Excerpt to read:
◆ ◆ ◆ ◆ ◆ ◆ ◆
In Enquiry IV Hume established that whatever I know of matters of fact or real existence beyond what I have discovered from my own perception or memory must be based on reasoning from effect to cause or cause to effect.  But he also established that there is no rational basis for our beliefs in causal connections between things.  These claims lead to the sceptical conclusion that we cannot reasonably believe anything beyond the narrow bounds of our own current experience and our memories of our own past experience.

However, Hume thought that causal inference is both irresistible and necessary for survival.  Once we have witnessed one type of object being regularly followed by another, we infer the unperceived existence of the one from an experience of the other, however unfounded this inference may be.  If, whenever I open the front door to my house, the bell in the church tower rings, then I will expect to hear the sound of the bell whenever I go to open the door.  The fact that I can discover no observable connection between the two events (no wires connecting the opening door to a bell ringing mechanism; no observation deck in the church tower from which a bell ringer could see me leave the house, etc.) will do nothing to change this instinctive impulse.  Upon going to open the door, the memory of all the past occasions when this act was followed by a ringing of the bell will rush in upon me and I will be irresistibly compelled to anticipate the ringing of the bell on this occasion as well, in defiance of any background beliefs I may have about the plausibility of this occurrence given the absence of electrical wires, spies, or other known principles.  We cannot stop associating constantly conjoined objects as cause and effect, even if we might want to.
◆ ◆ ◆ ◆ ◆ ◆ ◆
Supplied information:
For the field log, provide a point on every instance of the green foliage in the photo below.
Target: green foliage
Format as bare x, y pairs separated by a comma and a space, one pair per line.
◆ ◆ ◆ ◆ ◆ ◆ ◆
Requirements:
1. Reproduce, word for word, the stretch of the passage on Hume and causal inference from "In Enquiry IV" through "own past experience.".
2. Answer the following from the passage on Hume and causal inference:
(a) In which Enquiry, according to the passage, did Hume establish that knowledge of matters of fact beyond perception or memory must rest on reasoning from effect to cause or cause to effect?
(b) Besides being irresistible, what did Hume consider causal inference necessary for?
(c) In the example given, what sound follows the opening of the front door?
The lines are separate material, unrelated to the passage on Hume and causal inference.

Responses:
1.
In Enquiry IV Hume established that whatever I know of matters of fact or real existence beyond what I have discovered from my own perception or memory must be based on reasoning from effect to cause or cause to effect.  But he also established that there is no rational basis for our beliefs in causal connections between things.  These claims lead to the sceptical conclusion that we cannot reasonably believe anything beyond the narrow bounds of our own current experience and our memories of our own past experience.

2.
(a) Enquiry IV.
(b) Survival.
(c) The ringing of the bell in the church tower.